Victims of alleged drug diversion have filed a new multimillion-dollar lawsuit against the Medford hospital.
Asante Rogue Regional Medical Center now faces over $488 million in lawsuits by those claiming their intravenous pain medication was swapped with non-sterile tap water. Police say infections caused by diversion of the synthetic opioid fentanyl killed 16 people.
The latest complaint, filed on Nov. 14, seeks $22.45 million in damages for three plaintiffs: Marty Bolin, Ronald Sizemore and Rebecca Rogers. Bolin and Sizemore died due to infection caused by the drug swapping, according to court documents.
The lawsuit claims the hospital should have known the high likelihood of drug diversion and better protected patients from its impact, due to previous incidents at Asante between 2016 and 2017.
Twenty-three parties are now suing the hospital in civil court. The largest complaint includes 18 plaintiffs and seeks $337,785,00 in damages.
Although potential damages from lawsuits are creeping toward half-a-billion dollars, Dr. Ge Bai, professor of accounting at Johns Hopkins Carey Business School and an expert in health care finance, said Asante isn’t at the brink of insolvency.
“It will increase their risk, but I think there’s no imminent threat for bankruptcy at this point,” said Bai.
She called the potential $488 million payout a “very big financial hit,” but noted the hospital had over $1 billion in revenue last year. And while Asante’s operations have lost money lately, the hospital’s return on investments have made up for the deficit, said Bai.

AIM OF THE EXERCISE: Write out the lawsuit article word for word between "The latest complaint, filed" and "seeks $337,785,00 in damages.", inclusive.

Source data

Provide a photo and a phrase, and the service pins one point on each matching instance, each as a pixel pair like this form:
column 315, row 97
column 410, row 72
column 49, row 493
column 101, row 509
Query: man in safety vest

YOUR SOLUTION:
The latest complaint, filed on Nov. 14, seeks $22.45 million in damages for three plaintiffs: Marty Bolin, Ronald Sizemore and Rebecca Rogers. Bolin and Sizemore died due to infection caused by the drug swapping, according to court documents.
The lawsuit claims the hospital should have known the high likelihood of drug diversion and better protected patients from its impact, due to previous incidents at Asante between 2016 and 2017.
Twenty-three parties are now suing the hospital in civil court. The largest complaint includes 18 plaintiffs and seeks $337,785,00 in damages.